Available records.
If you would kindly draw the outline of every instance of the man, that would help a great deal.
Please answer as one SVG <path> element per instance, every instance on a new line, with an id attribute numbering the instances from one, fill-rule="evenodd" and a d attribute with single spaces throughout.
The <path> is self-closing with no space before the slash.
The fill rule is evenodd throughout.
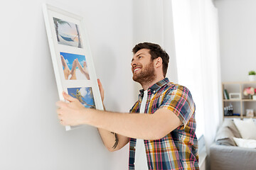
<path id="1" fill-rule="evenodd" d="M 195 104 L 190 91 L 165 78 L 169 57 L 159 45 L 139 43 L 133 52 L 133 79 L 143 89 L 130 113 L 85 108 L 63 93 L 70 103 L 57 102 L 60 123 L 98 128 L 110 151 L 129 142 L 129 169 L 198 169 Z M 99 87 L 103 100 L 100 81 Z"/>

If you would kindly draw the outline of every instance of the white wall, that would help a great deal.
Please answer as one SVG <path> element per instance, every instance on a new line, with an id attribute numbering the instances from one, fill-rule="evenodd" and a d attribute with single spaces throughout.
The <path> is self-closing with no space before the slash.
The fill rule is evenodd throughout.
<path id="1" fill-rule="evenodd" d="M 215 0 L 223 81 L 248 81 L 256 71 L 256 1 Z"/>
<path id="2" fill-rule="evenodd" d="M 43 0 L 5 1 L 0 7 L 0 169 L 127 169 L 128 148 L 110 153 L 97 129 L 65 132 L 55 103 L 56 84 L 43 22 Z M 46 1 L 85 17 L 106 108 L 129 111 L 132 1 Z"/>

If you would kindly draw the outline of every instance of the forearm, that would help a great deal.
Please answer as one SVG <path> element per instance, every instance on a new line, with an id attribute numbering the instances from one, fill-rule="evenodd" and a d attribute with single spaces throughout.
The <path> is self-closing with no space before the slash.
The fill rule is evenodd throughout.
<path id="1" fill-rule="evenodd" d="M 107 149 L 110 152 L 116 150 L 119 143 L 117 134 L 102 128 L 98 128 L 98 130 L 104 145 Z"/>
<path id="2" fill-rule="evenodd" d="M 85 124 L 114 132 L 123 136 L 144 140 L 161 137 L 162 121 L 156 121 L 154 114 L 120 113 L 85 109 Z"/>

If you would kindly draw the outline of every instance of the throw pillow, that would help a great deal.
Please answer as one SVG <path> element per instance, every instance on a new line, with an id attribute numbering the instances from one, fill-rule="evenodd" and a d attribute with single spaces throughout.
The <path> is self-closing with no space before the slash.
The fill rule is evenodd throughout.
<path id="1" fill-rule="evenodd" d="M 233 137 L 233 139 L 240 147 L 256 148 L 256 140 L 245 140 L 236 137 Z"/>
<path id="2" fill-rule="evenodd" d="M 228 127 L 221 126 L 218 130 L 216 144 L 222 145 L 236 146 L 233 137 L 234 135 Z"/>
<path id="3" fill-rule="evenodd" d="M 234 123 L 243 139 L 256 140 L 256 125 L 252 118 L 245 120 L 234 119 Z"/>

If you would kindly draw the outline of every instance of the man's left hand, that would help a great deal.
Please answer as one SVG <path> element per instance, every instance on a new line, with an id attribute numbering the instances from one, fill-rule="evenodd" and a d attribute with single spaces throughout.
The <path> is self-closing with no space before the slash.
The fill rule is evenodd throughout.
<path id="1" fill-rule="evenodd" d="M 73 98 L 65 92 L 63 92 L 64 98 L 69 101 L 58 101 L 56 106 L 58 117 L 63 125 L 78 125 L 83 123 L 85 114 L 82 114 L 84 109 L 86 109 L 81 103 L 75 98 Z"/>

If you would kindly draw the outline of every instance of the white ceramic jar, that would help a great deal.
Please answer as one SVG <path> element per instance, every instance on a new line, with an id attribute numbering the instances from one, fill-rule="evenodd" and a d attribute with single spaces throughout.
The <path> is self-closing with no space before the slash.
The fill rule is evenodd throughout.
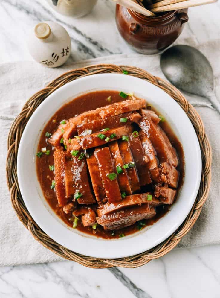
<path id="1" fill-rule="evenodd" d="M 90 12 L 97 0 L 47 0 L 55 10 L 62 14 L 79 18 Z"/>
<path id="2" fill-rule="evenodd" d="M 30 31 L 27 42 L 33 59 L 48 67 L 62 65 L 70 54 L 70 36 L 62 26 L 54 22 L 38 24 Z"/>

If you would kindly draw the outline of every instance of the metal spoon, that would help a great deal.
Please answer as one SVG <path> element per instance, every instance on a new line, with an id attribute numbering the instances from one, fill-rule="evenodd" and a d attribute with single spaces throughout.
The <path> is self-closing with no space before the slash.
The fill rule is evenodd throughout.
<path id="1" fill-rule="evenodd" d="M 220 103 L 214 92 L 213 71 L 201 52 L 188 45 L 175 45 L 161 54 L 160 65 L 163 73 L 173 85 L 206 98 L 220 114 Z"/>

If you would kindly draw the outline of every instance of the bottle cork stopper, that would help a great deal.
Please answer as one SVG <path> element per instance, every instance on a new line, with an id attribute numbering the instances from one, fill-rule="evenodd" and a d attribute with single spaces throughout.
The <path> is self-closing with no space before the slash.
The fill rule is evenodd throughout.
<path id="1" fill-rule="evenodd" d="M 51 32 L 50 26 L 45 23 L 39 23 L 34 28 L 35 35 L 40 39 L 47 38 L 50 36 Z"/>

Exercise aim.
Please scale the stretch of items from the line containing "jar, that would help a great deal." through the line containing "30 31 L 27 42", both ends included, by giving every line again, requests too, with each coordinate in the path outlines multiplied by 1.15 and rounded to a whole number, halves going up. Return only those lines, and leave the pictures out.

The answer.
If you would kindly draw the outline of every instance of the white ceramic jar, that would help a great deal.
Please answer as one SVG <path> element per instance, every instance on a new line, with an id attribute numbering the instances from one, fill-rule="evenodd" and a d attribute with single spaces throughout.
The <path> is self-closing with no space before the slash.
The fill rule is evenodd throughout.
<path id="1" fill-rule="evenodd" d="M 104 14 L 112 0 L 54 0 L 63 12 L 71 16 L 91 21 Z"/>
<path id="2" fill-rule="evenodd" d="M 35 36 L 31 48 L 38 68 L 55 77 L 71 75 L 81 62 L 81 41 L 71 30 L 62 25 L 44 28 Z"/>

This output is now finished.